Return the listing below in full, with every line exactly as it is.

> _INPUT ROWS_:
☆ ☆ ☆ ☆ ☆

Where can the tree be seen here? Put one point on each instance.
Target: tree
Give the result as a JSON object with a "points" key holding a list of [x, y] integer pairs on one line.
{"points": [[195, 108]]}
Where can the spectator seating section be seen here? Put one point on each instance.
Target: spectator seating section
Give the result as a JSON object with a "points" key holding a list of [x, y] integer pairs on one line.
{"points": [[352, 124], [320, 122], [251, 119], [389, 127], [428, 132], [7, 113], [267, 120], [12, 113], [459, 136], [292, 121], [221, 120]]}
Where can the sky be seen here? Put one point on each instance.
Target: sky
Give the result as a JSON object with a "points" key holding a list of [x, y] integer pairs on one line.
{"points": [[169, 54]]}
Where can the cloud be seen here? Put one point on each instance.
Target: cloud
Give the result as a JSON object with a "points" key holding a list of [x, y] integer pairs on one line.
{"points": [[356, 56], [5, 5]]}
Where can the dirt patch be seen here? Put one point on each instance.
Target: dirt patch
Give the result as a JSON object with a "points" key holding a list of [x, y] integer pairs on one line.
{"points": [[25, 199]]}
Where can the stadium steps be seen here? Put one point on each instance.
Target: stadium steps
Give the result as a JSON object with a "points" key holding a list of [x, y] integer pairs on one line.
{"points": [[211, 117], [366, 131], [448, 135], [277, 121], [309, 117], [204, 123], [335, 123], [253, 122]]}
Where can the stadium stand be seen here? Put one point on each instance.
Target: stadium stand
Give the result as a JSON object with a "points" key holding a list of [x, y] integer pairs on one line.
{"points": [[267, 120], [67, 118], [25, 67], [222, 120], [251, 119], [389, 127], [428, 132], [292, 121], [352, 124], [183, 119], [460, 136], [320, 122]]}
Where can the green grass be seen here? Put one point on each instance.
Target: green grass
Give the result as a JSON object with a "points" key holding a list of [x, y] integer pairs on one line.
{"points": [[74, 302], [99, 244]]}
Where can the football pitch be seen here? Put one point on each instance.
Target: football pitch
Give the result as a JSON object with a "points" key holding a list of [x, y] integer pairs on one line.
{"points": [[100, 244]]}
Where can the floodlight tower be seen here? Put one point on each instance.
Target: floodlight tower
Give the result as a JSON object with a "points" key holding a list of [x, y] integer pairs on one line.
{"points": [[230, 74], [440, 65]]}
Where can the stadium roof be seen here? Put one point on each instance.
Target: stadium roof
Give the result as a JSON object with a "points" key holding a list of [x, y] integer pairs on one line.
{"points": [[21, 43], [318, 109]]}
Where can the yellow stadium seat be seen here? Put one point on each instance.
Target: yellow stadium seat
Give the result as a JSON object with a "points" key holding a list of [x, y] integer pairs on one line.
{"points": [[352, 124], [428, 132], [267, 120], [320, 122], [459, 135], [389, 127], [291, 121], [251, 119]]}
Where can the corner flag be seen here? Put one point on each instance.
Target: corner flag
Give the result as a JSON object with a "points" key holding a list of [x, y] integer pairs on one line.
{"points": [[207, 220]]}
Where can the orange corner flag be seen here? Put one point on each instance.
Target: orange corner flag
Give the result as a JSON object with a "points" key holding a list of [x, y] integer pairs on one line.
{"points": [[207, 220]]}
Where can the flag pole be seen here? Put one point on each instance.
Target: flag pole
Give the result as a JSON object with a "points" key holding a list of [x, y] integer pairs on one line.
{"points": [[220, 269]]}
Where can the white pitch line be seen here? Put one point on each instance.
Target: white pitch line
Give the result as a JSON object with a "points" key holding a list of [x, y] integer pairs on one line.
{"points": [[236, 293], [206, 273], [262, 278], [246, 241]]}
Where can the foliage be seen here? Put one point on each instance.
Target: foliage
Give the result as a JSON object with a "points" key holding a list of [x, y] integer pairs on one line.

☆ ☆ ☆ ☆ ☆

> _OUTPUT FOR THIS TASK_:
Where can the tree be seen here? Put one point on each instance.
Target: tree
Give the result as a JSON object with a "points" key holding a list of [x, y] integer pairs on one line.
{"points": [[195, 108]]}
Where can the spectator seating section be seen here? Put one point on each instance.
Target: spectator seating section
Give the result as a JSON object with a "points" key holding a list of [x, y] integer pairs on one line.
{"points": [[352, 124], [320, 122], [251, 119], [389, 127], [428, 132], [7, 113], [267, 120], [12, 113], [459, 136], [292, 121], [221, 120]]}
Where can the sky be seen here? Put one point on each instance.
Target: sky
Give the result as a JSON object with a "points" key holding a list of [x, y] integer pairs on one line.
{"points": [[169, 54]]}
Where can the cloud be seen here? Put one point on each instance.
Target: cloud
Give the result as a JSON object with a "points" key holding a list of [x, y] integer pairs on one line.
{"points": [[356, 56], [5, 5]]}
Where can the dirt patch be seen here? Put one point on each instance.
Target: dirt patch
Give the result as a JSON object with a "points" key holding a list of [x, y] integer pairs on one line.
{"points": [[25, 199]]}
Where can the stadium steps be seen here? Put one point on each instance.
Target: stadium steps
Give the result as a JSON object with a "points" key holding a list of [x, y] integer pairs on one line.
{"points": [[211, 117], [366, 131], [448, 135], [277, 121], [309, 117], [204, 123], [335, 123], [253, 122]]}
Where can the stadium stand be seen here? Put one point on each instance.
Target: stadium stand
Give the result as a JSON object with a "points" key holding a list of [x, y] integer pairs on one line.
{"points": [[267, 120], [67, 118], [25, 67], [222, 120], [251, 119], [389, 127], [428, 132], [292, 121], [352, 124], [183, 119], [460, 136], [320, 122]]}
Where can the green grass be seen here? Put one point on each instance.
Target: green grass
Give the result as a JSON object with a "points" key holding a list of [x, y] integer pairs on one line.
{"points": [[74, 302], [99, 244]]}
Where can the football pitch be seen here? Put one point on each instance.
Target: football pitch
Give the result as a JSON object with a "points" key holding a list of [x, y] integer pairs on one line.
{"points": [[100, 244]]}
Where can the floodlight tower be seen here? Put one point on each instance.
Target: floodlight tower
Give the result as a JSON object with a "points" key holding a list of [x, y] integer pairs on one line.
{"points": [[230, 74], [440, 65]]}
Where can the stadium roof be seen here? Put one point on each instance.
Target: stadium roof
Give the result as a JSON object with a "points" key holding a list of [x, y] integer pairs on one line.
{"points": [[21, 43], [318, 109]]}
Where can the yellow stadium seat be seen here? Put one point on each instance.
Target: yellow stadium seat
Give the result as a JSON object with a "points" key holding a list of [x, y] integer pairs on one line.
{"points": [[352, 124], [428, 132], [267, 120], [320, 122], [459, 135], [389, 127], [291, 121], [251, 119]]}
Where can the corner flag be seen here? Put one point on each instance.
Target: corner flag
Give the result as a JSON object with a "points" key holding a list of [x, y] integer pairs on one line.
{"points": [[207, 220]]}
Where can the orange corner flag be seen here? Put one point on each instance.
Target: orange corner flag
Give the result as a JSON object with a "points" key holding a list of [x, y] integer pairs on one line.
{"points": [[207, 220]]}
Where can the flag pole be seen here? Put one point on each instance.
Target: flag pole
Give the result as a JSON object with a "points" key holding a list of [x, y] integer pairs on one line.
{"points": [[220, 269]]}
Where can the white pitch line be seen here? Put one point on each instance.
Target: white pitch line
Give the result as a JSON object with a "points" key holding a list of [x, y] integer pairs on one line.
{"points": [[236, 293], [206, 273], [262, 278], [246, 241]]}
Where can the foliage be seen here? Put one point on each instance.
Target: foliage
Give the result as a JSON object with a "points" key holding a list of [x, y] integer pairs on one line.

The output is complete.